_DOCUMENT SECTION:_
------------------------------------

Global Outreach personnel contact or are contacted by a potential Trip Leader who possesses the above qualities.
The potential Trip Leader participates in Trip Leader Training.
The potential Trip Leader goes on a trip lead by an experienced leader.
The potential Trip Leader recruits, trains and co-leads a trip with a Global Outreach staff member.
The Trip Leader recruits, trains and leads a trip without a Global Outreach staff member.
Being a Trip Leader is an annually renewable role. It expires, is reviewed, and may be renewed each fall by mutual consent of the Trip Leader and the Global Outreach staff.
A. Trip Approval plan must be developed with the GO Pastor, the Global Worker, and the Trip Leader.
B. Choosing an airfare - Proposed airfare should be the cheapest route that has a reasonable schedule. Report to GO Pastor the proposed airfare vs. the cheapest airfare and the proposed itinerary (airport stops) vs. the cheapest itinerary.
C. Overnights outside work location (if any, i.e., debrief/cultural experience, rest day)
1. Must not exceed 10% of total trip cost.
2. Must be the cheapest route that has a reasonable travel schedule.
3. Overnights for cultural experiences must be in cultures closely related to the destination culture.
D. The cost per person will be decided and published before any fundraising begins and will not be changed later.
A. Debriefing your team and preparing them for re-entry are two of the most important responsibilities of a trip leader.
(1) Debriefing helps the team member grow from their short-term experience
This is a sacred time which allows your team to reflect upon their experience communally while it is still vividly in front of them.

------------------------------------

_PROBLEM A:_ In the part of the entries that opens with the line containing "Query: man's long hair" and runs through the end of the entries, swap "dark brown double door" for "dark brown single door", and give that part again with nothing else changed.
The trip leader guidelines and the entries are unrelated.

------------------------------------

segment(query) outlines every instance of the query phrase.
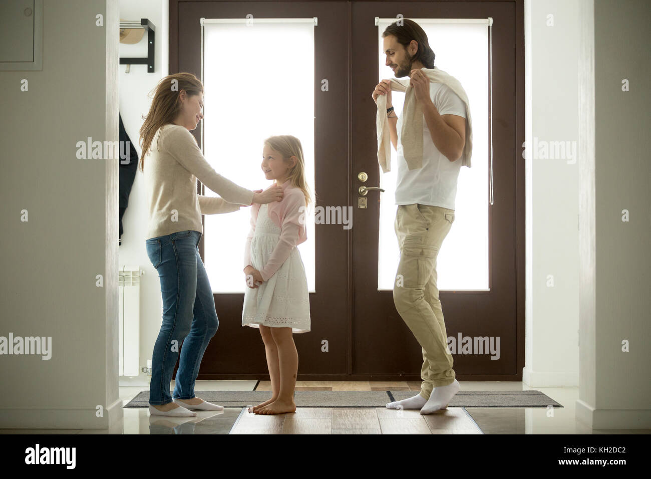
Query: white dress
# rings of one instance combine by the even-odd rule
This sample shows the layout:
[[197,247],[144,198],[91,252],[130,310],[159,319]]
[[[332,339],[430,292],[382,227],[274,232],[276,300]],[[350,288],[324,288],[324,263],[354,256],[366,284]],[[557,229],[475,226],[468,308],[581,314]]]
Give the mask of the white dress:
[[[258,271],[264,267],[280,239],[281,229],[262,205],[251,242],[251,265]],[[285,262],[257,288],[244,292],[242,326],[260,328],[290,327],[294,333],[310,330],[310,301],[307,277],[298,248],[294,246]]]

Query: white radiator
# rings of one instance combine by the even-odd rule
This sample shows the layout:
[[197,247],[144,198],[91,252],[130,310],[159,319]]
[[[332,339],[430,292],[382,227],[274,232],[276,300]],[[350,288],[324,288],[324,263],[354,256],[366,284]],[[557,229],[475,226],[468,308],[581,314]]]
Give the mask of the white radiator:
[[140,372],[140,277],[143,274],[140,267],[122,266],[118,275],[120,376],[137,376]]

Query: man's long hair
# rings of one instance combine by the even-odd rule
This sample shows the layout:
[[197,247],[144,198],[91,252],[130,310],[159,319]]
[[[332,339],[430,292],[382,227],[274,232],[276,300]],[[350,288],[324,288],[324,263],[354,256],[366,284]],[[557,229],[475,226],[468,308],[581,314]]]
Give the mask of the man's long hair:
[[382,38],[388,35],[393,35],[398,40],[398,42],[405,48],[405,50],[407,49],[412,40],[415,40],[418,43],[418,50],[411,57],[411,62],[413,63],[418,60],[426,68],[433,68],[434,67],[434,58],[436,55],[430,48],[425,31],[421,27],[420,25],[413,20],[404,18],[398,20],[398,22],[403,23],[402,26],[398,25],[398,22],[394,22],[385,29],[382,33]]

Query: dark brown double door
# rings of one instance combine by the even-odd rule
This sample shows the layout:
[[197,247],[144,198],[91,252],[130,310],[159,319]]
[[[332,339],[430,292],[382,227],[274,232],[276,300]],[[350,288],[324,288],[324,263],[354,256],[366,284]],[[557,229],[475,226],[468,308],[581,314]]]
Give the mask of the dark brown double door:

------------------------------------

_PROBLEM B:_ According to the trip leader guidelines, what three rules apply to overnights outside the work location?

_EXERCISE RESPONSE A:_
Query: man's long hair
# rings of one instance combine by the even-odd rule
This sample shows the layout:
[[197,247],[144,198],[91,252],[130,310],[159,319]]
[[[332,339],[430,292],[382,227],[274,232],[276,300]],[[350,288],[324,288],[324,263],[354,256],[366,284]],[[557,229],[475,226],[468,308],[581,314]]]
Give the mask of the man's long hair:
[[382,38],[388,35],[393,35],[398,40],[398,42],[405,48],[405,50],[407,49],[412,40],[415,40],[418,43],[418,50],[411,57],[411,62],[413,63],[418,60],[426,68],[433,68],[434,67],[434,58],[436,55],[430,48],[425,31],[421,27],[420,25],[413,20],[404,18],[398,20],[398,22],[403,23],[402,26],[398,25],[398,22],[394,22],[385,29],[382,33]]

Query: dark brown single door
# rings of one instance combine by the even-odd rule
This sample shows the layout:
[[197,247],[144,198],[91,252],[130,310],[159,319]]
[[[332,339],[430,292],[382,227],[274,232],[276,300]],[[350,288],[324,288],[324,263],[354,256],[366,284]],[[557,229],[475,226],[468,308],[581,314]]]
Give the mask of the dark brown single door:

_EXERCISE RESPONSE B:_
1. They must not exceed 10% of total trip cost.
2. They must be the cheapest route that has a reasonable travel schedule.
3. Overnights for cultural experiences must be in cultures closely related to the destination culture.